Reproduce the material below word for word, keeping every line in its original order.

(Part of a data file)
━━━

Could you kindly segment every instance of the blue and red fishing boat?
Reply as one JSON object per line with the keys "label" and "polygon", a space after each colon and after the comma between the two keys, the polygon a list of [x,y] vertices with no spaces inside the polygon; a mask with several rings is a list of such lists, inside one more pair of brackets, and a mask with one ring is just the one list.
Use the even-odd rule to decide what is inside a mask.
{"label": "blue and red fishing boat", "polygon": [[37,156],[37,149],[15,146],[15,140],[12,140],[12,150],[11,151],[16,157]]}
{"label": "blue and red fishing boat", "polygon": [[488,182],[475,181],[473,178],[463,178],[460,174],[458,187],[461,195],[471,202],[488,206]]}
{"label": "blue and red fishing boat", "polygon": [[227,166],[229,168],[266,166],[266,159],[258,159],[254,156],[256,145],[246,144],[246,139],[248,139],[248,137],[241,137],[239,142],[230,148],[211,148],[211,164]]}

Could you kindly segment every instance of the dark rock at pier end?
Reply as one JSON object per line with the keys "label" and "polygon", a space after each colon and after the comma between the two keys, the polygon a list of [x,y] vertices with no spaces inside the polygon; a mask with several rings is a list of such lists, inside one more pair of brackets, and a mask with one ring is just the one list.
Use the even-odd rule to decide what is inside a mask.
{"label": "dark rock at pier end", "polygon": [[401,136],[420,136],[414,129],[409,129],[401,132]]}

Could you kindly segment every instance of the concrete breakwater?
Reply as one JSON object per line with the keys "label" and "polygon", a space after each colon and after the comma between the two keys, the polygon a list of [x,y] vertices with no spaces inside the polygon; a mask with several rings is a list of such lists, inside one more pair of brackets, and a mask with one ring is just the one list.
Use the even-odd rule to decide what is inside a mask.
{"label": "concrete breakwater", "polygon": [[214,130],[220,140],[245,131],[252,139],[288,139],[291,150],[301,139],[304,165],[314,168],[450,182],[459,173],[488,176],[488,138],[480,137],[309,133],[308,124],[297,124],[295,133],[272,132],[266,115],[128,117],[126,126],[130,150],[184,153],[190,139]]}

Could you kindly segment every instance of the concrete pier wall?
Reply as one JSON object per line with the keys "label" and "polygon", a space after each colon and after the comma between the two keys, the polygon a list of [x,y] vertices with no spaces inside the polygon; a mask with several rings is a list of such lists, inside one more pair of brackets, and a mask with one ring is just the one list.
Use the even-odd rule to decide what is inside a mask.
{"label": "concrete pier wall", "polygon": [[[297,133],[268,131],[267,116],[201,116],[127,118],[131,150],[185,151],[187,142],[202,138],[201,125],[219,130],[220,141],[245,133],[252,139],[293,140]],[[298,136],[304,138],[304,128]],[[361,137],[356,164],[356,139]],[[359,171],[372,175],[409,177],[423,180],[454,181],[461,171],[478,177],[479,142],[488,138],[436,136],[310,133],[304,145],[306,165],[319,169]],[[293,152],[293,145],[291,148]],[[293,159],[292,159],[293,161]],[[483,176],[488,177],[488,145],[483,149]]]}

━━━

SOLVED EXERCISE.
Could you kindly segment every instance of the blue and red fishing boat?
Reply as one JSON object per line with the keys "label" and "polygon", a space after each colon and after the comma between the two keys, the polygon a list of [x,y] vertices with no spaces inside the polygon; a mask with several rings is a list of such lists, inside one more pair of brackets, and a mask with one ring is just the one list.
Use the even-odd rule to decide what is inside a mask.
{"label": "blue and red fishing boat", "polygon": [[37,156],[37,149],[15,146],[15,140],[12,140],[12,150],[11,151],[16,157]]}
{"label": "blue and red fishing boat", "polygon": [[488,182],[475,181],[473,178],[463,178],[460,174],[458,187],[461,195],[471,202],[488,206]]}
{"label": "blue and red fishing boat", "polygon": [[227,166],[229,168],[266,166],[266,159],[258,159],[254,156],[256,145],[246,144],[246,139],[248,139],[248,137],[241,137],[239,142],[230,148],[211,148],[211,164]]}

Could you kindly segment every instance of the dark rock at pier end?
Reply as one JSON object per line with the keys "label" and "polygon", a space after each colon and after the comma between the two keys, the polygon a list of [x,y] vertices with no spaces inside the polygon; a mask with several rings is a list of such lists, inside one more pair of brackets, and a mask with one ring is just the one list.
Use the even-odd rule to decide what is inside a mask.
{"label": "dark rock at pier end", "polygon": [[401,136],[420,136],[414,129],[409,129],[401,132]]}

Could you kindly segment every instance of the concrete breakwater?
Reply as one JSON object per line with the keys "label" and "polygon", a space after each colon and after the comma between the two keys, the polygon a list of [x,y] vertices with no spaces inside the polygon; a mask with several rings is a list of such lists, inside one more pair of brackets, and a mask with one ring is just the one list.
Use the even-odd rule to decide what is inside a mask.
{"label": "concrete breakwater", "polygon": [[214,130],[220,140],[245,131],[252,139],[288,139],[291,150],[301,139],[304,165],[314,168],[450,182],[459,173],[488,176],[488,138],[480,137],[309,133],[308,124],[297,124],[295,133],[272,132],[266,115],[128,117],[126,126],[130,150],[184,153],[190,139]]}

Could you kindly segment every instance of the concrete pier wall?
Reply as one JSON object per line with the keys "label" and "polygon", a space after each colon and after the comma between the two keys, the polygon a list of [x,y] vertices with no spaces inside the polygon; a mask with several rings is a list of such lists, inside one more pair of brackets, and a mask with one ring is just the one list.
Use the even-odd rule to decide what is inside a mask.
{"label": "concrete pier wall", "polygon": [[[297,133],[268,131],[267,116],[201,116],[127,118],[131,150],[185,151],[187,142],[202,138],[201,125],[219,130],[220,141],[245,133],[252,139],[293,140]],[[298,136],[304,138],[304,128]],[[361,137],[356,164],[356,139]],[[359,171],[372,175],[409,177],[423,180],[454,181],[461,171],[478,177],[479,142],[488,138],[436,136],[310,133],[304,145],[306,165],[319,169]],[[293,152],[293,145],[291,148]],[[293,159],[292,159],[293,161]],[[483,176],[488,177],[488,145],[483,149]]]}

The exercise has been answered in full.